-- REQUIRED WORK --
Lay out the rows below as a numbered list, skipping any blank lines.

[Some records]
..............................
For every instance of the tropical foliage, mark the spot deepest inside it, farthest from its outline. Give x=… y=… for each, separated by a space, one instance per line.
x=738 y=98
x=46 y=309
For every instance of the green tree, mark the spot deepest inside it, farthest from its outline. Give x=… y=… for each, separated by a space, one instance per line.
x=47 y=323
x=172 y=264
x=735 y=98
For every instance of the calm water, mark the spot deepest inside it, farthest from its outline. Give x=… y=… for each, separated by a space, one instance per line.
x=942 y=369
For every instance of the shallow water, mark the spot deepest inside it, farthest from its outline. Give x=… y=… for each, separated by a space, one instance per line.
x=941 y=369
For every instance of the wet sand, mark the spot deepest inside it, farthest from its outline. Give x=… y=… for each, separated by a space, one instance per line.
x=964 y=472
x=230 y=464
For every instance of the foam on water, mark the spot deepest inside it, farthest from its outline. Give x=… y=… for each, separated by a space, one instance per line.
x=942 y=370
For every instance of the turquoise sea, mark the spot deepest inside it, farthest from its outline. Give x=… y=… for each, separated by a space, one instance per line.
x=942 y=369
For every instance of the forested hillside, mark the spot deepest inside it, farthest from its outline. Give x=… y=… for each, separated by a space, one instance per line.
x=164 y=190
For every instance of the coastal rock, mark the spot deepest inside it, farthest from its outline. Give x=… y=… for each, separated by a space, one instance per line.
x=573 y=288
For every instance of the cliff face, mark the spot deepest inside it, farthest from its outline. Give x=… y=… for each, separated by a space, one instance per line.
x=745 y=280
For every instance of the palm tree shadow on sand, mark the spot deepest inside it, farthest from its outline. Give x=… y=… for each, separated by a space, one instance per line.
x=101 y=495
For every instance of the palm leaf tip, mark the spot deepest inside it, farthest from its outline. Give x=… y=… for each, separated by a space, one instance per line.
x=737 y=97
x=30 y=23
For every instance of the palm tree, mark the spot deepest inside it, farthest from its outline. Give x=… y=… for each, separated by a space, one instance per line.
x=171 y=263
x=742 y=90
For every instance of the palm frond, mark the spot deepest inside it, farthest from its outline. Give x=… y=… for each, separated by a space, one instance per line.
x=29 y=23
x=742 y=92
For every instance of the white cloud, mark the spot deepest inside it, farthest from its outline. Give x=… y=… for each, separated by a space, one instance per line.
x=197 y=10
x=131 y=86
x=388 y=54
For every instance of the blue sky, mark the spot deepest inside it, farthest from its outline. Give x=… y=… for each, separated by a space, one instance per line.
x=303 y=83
..............................
-- ANSWER TO THE EXERCISE --
1. For every instance of the tropical foliage, mark the spot deepest inside it, farthest from its outline. Give x=… y=… for each, separated by a space, one instance per line.
2. x=738 y=98
3. x=46 y=309
4. For every instance of the green tree, mark the spot deepest inside it, farthest from its outline. Give x=… y=… for each, separated by a space, one instance per line.
5. x=47 y=323
6. x=172 y=264
7. x=735 y=98
8. For every instance of the calm water, mark the spot deepest inside it, farthest from its outline. Give x=… y=… for each, separated by a space, one instance per line.
9. x=942 y=369
10. For every instance of the shallow water, mark the spot deepest inside it, farthest from its outline. Give x=… y=… for each, separated by a space, one instance per line.
11. x=941 y=369
12. For every instance of the wet sand, mark the spot deepest inside it, farthest from its outline. Give x=… y=… for each, separated by a space, one instance per line.
13. x=964 y=472
14. x=230 y=464
15. For every instance of the foam on water, mark the spot deepest inside it, farthest from its outline. Give x=… y=… for each, separated by a space, one instance per line.
16. x=942 y=370
17. For every instance of the turquoise sea, mark the spot deepest inside it, farthest from its outline. Give x=… y=… for each, separated by a space, one instance per line.
18. x=942 y=369
19. For every instance of the forested hillside, mark the spot deepest inside it, farthest from its outline. Give x=… y=… for each, separated by a space, one instance per line.
20. x=164 y=190
21. For every instance of the coastal rock, mark the spot deepest inside it, farthest from its outline. Give x=… y=… for each, separated by a space, one instance per line.
22. x=573 y=288
23. For every instance of the cliff face, mark the spot deepest inside it, farthest from its outline. Give x=… y=… for each, separated by a space, one instance per line.
24. x=745 y=280
25. For every instance of the palm tree shadow on sand, mark the spot deepest inside it, farthest from its outline. Give x=… y=… for each, separated by a space, one instance per line.
26. x=101 y=495
27. For every instance of the palm leaf tip, mark the spot deepest inside it, farthest from its outline. Give x=… y=… for each, separated by a space, one instance per line.
28. x=737 y=97
29. x=30 y=23
30. For every instance of the palm tree, mark the spot deepest inside it, farthest from its outline. Give x=… y=… for each, separated by a space, one instance per line.
31. x=171 y=263
32. x=742 y=90
33. For every instance of the palm frond, mark the spot deepest inside it, farthest from its outline. Give x=… y=… for each, separated by a space, one instance per line.
34. x=29 y=23
35. x=742 y=92
36. For every instance of the white cloud, mark the spot deepest inside it, farthest from its outline. Give x=… y=… for each, separated by a space, one instance per line.
37. x=197 y=10
38. x=131 y=86
39. x=388 y=54
40. For every instance of the blue sky, mark the spot deepest inside it, farthest from its outline. Give x=… y=… for each, separated by a space, one instance per line.
41. x=303 y=83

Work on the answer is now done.